◆ **ИСХОДНЫЙ ТЕКСТ**
%%
Определяя концепты с позиций их транслируемости, можно предположить, что архетипические концепты (при всем их многообразии) будут характеризоваться, по-видимому, как активно транслируемые, закрытые для модификации, не переводимые в иные формы выражения, не допускающие критического восприятия. Есть определенные сферы общения, где некритическое восприятие информации является условием коммуникации (в максимальной степени религиозный и художественный дискурс, в значительной мере массово-информационный, рекламный, политический и педагогический дискурс, в меньшей мере обиходный дискурс, в минимальной степени научный, юридический и деловой дискурс). Возможно и построение определенной типологии участников общения на основе признака критичности восприятия информации (адресат-критик и адресат-эмпатик). Весьма интересной представляется лингвокультурная разработка концептов с позиций их значимости для определенной концептосферы в отношении такого явления как «иммунитет культуры».

Мемы как разновидность концептов (в виде стереотипов поведения, сценариев, архетипов и т.д.) заставляют нас задуматься в отношении выработки своеобразных «антимем», защитных механизмов языкового сознания и лингвокультуры в целом.

Приведем примеры проявления рассматриваемых концептов в общении.

В религиозном и обыденном сознании многих людей аксиоматическими являются следующие положения: существует дьявол, сверхъестественное олицетворенное верховное зло, он искушает людей и стремится завладеть их душами; при этом с ним можно заключить сделку – продать душу; душа бессмертна, отделяема и беззащитна. Концепт «сделка с дьяволом» активно транслируется, в нем выделяется неизменяемая часть – 1) клятва отдать душу (самое ценное) за что-либо страстно желаемое, 2) следующие за той клятвой блага, исполнение желаний, 3) неизбежная потеря души (самого ценного), и ужас от этой потери. Изменяемая часть концепта – обличья дьявола (он бесконечно многолик), обстоятельства сделки (самые разнообразные), предметы желания (нечто трудно достижимое и недостижимое, например, внезапное богатство, вечная молодость или постоянная удача). Идея искушения архетипически может быть истолкована как инициация: на определенном этапе каждый сталкивается с необходимостью принять сторону добра или зла, своих или чужих, при этом те блага, которые можно получить, если откажешься от добра или от своих, значительно перевешивают систему исходных ценностей. Расплата за предательство своих, однако, неотвратима. Проявления этого концепта представлены в мифологии, художественной литературе, обыденном сознании. Манипуляция данным концептом направлена на то, чтобы адресат отказался от преследования определенных страстных желаний.

Среди людей, разделяющих мировосприятие буддизма, весьма популярна притча «Обезьянья лапка». В Индии считается знаком чудесной удачи найти сухую обезьянью лапку. Нашедший ее может загадать любое желание, и это желание непременно сбудется. Один человек нашел однажды обезьянью лапку и счастливый прибежал домой. «Жена», — радостно закричал он, — «я нашел обезьянью лапку! Скорее загадывай желание!». «Пусть у нас появятся деньги, чтобы купить новый дом!» — ответила она, — «И новые одежды, и пусть останется много денег на старость!» Они долго перечисляли все то, что хотят купить, и в итоге получилась сумма в десять тысяч рупий. С радостью они отошли ко сну. На следующий день рано утром их разбудил почтальон: «Вам телеграмма. В бою с врагами погиб ваш сын. Министерство обороны скорбит вместе с вами и выплачивает вам компенсацию в 10 000 рупий».
%%
◆ **ЗАДАЧИ ДЛЯ РЕШЕНИЯ**
1. Переведите на английский язык следующее предложение из исходного текста: «В Индии считается знаком чудесной удачи найти сухую обезьянью лапку».
2. Перечислите все характеристики, которые исходный текст приписывает архетипическим концептам с позиций их транслируемости.

◆ **ПРЕДОСТАВЛЕННЫЕ ДАННЫЕ**
%%
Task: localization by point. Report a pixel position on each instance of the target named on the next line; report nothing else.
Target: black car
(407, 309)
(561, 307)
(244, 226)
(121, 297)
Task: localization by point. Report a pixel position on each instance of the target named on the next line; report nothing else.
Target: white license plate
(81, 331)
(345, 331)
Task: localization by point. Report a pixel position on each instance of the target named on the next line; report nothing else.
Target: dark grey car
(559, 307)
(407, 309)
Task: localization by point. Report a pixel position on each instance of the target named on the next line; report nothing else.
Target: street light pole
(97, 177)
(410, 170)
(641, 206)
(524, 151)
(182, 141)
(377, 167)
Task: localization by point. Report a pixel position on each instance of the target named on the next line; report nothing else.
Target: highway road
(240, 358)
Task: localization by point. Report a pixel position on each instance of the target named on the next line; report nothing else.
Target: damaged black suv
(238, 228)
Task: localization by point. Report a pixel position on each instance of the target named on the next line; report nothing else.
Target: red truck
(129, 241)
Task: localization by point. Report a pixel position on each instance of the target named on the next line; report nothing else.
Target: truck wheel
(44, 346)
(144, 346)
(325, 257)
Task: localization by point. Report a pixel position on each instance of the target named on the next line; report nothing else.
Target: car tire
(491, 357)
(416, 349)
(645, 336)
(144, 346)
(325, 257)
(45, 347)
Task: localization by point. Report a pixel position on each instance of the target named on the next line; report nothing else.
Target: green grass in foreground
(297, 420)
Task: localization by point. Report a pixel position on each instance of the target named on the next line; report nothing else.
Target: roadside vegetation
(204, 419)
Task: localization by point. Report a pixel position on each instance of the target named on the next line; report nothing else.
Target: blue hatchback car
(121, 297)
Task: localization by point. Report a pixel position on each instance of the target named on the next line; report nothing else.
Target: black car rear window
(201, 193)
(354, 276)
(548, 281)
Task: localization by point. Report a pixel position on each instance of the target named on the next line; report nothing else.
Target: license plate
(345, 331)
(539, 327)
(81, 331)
%%
%%
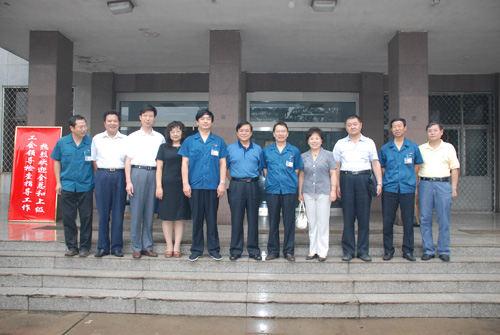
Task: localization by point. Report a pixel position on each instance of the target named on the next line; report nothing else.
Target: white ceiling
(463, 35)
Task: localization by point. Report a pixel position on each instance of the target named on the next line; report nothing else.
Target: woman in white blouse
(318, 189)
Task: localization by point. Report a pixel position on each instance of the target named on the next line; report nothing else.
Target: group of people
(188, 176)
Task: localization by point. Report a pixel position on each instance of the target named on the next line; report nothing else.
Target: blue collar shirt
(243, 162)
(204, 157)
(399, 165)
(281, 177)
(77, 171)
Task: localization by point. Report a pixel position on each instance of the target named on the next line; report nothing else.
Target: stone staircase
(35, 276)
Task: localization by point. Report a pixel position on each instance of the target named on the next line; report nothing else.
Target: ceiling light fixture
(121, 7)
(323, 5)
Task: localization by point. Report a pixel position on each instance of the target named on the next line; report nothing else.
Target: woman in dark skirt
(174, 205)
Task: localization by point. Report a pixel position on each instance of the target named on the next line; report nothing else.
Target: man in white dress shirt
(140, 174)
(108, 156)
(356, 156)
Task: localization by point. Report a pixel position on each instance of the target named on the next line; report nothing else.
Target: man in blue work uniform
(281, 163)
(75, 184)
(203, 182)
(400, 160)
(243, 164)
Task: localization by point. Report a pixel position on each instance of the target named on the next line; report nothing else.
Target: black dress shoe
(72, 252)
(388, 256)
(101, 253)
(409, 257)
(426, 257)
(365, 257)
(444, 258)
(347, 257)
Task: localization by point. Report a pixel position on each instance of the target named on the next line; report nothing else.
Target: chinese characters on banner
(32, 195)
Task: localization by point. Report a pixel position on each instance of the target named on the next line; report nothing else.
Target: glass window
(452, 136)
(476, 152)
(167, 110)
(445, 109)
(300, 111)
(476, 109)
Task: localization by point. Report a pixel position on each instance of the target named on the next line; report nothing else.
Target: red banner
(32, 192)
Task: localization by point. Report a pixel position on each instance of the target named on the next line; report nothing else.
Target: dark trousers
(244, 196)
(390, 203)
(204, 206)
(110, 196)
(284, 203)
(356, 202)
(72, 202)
%%
%%
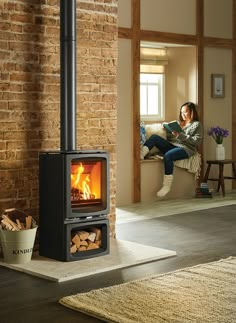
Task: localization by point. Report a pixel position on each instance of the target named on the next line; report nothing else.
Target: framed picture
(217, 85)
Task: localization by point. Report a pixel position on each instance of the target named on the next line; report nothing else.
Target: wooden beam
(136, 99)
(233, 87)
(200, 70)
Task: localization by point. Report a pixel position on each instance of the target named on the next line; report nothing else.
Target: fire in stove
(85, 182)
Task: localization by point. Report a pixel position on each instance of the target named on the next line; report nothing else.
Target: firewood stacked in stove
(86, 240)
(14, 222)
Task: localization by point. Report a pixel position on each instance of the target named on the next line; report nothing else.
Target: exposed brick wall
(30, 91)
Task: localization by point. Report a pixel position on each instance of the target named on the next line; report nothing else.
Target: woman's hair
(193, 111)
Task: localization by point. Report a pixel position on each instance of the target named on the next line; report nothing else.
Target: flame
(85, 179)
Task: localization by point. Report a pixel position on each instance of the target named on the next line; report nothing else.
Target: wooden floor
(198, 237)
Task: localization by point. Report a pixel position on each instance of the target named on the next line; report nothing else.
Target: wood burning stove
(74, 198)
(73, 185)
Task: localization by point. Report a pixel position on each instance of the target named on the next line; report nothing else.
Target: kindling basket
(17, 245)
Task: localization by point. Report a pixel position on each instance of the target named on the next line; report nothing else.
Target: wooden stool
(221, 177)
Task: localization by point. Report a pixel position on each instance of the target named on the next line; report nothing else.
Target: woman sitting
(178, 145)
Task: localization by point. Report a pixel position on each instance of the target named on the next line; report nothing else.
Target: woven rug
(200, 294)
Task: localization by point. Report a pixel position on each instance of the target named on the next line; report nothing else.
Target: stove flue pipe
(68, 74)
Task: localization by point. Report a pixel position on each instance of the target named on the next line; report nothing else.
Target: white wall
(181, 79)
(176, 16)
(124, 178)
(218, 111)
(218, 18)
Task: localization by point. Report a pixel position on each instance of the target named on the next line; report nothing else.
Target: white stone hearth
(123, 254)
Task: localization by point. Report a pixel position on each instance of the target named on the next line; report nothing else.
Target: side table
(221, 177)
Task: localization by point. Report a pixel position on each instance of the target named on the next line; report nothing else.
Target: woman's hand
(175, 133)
%%
◆ **ИТОГОВЫЕ ОТВЕТЫ**
1. In India, finding a dried monkey's paw is considered a sign of miraculous luck.

2.
- активно транслируемые;
- закрытые для модификации;
- не переводимые в иные формы выражения;
- не допускающие критического восприятия.